↓

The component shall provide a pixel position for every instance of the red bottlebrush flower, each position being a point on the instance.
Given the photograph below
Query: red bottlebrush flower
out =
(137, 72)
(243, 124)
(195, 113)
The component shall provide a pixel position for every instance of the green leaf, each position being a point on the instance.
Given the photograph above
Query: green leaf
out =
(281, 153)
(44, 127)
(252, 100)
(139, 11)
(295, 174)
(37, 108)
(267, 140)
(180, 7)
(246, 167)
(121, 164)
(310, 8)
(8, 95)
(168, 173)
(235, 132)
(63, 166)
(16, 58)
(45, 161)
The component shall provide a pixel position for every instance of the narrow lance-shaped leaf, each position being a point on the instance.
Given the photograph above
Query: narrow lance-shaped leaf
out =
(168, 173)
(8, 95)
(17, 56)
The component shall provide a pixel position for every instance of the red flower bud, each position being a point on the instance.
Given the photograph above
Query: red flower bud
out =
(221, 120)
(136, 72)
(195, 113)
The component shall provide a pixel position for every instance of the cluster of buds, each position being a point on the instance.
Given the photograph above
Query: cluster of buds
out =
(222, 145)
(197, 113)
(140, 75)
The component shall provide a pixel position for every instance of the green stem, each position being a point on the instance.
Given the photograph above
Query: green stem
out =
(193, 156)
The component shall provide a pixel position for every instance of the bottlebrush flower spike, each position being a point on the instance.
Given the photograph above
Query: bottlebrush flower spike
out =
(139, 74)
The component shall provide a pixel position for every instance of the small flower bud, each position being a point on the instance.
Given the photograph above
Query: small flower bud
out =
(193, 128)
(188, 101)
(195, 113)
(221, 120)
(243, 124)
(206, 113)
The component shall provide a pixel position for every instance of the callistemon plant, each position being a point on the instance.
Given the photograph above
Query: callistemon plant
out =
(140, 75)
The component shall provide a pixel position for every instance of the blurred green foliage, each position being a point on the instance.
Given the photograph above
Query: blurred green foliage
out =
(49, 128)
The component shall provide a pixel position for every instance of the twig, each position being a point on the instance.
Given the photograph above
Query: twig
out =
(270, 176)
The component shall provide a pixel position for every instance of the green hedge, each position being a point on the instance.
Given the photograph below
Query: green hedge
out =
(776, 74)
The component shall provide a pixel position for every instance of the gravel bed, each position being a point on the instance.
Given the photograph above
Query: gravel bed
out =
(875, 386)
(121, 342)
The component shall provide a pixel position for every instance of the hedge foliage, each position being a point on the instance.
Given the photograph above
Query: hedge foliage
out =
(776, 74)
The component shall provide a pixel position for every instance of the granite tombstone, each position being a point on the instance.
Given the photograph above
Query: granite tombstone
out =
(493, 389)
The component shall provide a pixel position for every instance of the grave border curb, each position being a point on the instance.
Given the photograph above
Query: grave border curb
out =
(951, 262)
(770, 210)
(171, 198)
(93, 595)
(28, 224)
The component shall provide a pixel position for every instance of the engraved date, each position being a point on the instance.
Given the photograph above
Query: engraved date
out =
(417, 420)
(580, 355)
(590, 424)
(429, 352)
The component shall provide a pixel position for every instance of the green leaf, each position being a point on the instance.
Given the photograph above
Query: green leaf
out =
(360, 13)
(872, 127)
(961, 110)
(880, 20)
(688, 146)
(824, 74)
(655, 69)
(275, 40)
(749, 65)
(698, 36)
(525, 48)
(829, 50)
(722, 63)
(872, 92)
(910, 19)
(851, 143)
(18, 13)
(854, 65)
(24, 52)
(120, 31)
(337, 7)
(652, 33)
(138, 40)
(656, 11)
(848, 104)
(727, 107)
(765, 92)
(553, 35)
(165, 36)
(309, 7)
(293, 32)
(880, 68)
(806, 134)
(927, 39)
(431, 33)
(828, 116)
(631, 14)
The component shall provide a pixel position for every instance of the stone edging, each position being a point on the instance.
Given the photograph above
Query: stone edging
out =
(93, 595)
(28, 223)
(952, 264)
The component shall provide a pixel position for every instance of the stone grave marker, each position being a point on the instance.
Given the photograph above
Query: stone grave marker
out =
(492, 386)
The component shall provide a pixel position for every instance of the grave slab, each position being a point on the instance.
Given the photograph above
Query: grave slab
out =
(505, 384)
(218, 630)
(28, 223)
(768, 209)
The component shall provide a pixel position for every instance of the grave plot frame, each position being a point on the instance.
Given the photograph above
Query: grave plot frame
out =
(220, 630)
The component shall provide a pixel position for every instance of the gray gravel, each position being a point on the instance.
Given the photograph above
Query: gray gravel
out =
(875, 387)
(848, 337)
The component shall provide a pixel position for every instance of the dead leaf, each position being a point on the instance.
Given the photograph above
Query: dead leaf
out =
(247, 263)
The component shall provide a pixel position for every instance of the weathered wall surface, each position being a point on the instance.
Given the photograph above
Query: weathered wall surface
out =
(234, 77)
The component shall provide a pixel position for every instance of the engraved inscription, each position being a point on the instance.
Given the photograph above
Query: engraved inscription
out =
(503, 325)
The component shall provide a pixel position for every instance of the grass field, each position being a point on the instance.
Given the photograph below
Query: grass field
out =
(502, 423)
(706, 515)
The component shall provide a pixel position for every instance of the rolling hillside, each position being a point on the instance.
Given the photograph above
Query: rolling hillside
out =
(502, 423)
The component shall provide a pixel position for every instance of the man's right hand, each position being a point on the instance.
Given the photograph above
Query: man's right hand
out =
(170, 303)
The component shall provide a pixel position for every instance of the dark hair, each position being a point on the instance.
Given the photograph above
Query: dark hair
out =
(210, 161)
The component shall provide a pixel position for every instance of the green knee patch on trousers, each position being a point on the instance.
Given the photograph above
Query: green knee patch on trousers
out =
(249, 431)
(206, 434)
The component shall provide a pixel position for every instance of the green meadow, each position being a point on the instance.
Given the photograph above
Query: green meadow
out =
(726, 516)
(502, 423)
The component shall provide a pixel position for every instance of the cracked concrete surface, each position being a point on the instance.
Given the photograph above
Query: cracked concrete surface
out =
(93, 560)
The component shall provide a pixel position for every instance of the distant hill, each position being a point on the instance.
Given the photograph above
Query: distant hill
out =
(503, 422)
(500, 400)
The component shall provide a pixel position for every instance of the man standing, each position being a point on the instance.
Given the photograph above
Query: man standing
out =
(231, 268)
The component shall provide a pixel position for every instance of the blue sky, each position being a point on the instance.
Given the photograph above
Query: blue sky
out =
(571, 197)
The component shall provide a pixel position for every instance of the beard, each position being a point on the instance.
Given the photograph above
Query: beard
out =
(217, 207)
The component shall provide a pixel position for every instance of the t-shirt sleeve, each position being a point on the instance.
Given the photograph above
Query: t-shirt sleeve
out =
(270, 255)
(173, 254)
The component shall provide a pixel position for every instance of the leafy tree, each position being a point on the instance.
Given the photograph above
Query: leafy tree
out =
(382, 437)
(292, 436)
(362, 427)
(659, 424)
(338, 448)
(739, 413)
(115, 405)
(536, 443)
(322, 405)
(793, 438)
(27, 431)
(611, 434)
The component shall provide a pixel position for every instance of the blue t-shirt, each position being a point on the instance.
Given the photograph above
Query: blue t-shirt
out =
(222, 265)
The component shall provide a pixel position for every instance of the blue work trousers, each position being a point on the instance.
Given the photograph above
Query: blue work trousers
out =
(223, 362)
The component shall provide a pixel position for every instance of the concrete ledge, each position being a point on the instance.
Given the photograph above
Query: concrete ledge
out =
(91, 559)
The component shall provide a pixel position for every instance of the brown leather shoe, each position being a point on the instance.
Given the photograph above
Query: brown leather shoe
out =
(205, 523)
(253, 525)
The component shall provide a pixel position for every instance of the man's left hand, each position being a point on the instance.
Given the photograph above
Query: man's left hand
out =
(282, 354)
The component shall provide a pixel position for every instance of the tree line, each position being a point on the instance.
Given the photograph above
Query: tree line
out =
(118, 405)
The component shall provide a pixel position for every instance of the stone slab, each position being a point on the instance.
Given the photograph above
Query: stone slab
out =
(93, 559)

↑

_What to work on_. From the line that contains "the man's left" down to the last line of the listing above, repeat each line exactly, and include nothing else.

_Written reply_.
The component shall provide a pixel position for every instance of the man's left hand, each position being a point on the instance.
Given the photograph above
Query: man's left hand
out =
(282, 354)
The component shall provide a pixel position for every instance of the tree line, each position being a point on the instance.
Given the photograph above
Query: tree line
out =
(118, 405)
The component shall provide a pixel position for every instance of the stone slab, each position being a point on the instance.
Given the photograph above
Query: stone slab
out =
(93, 559)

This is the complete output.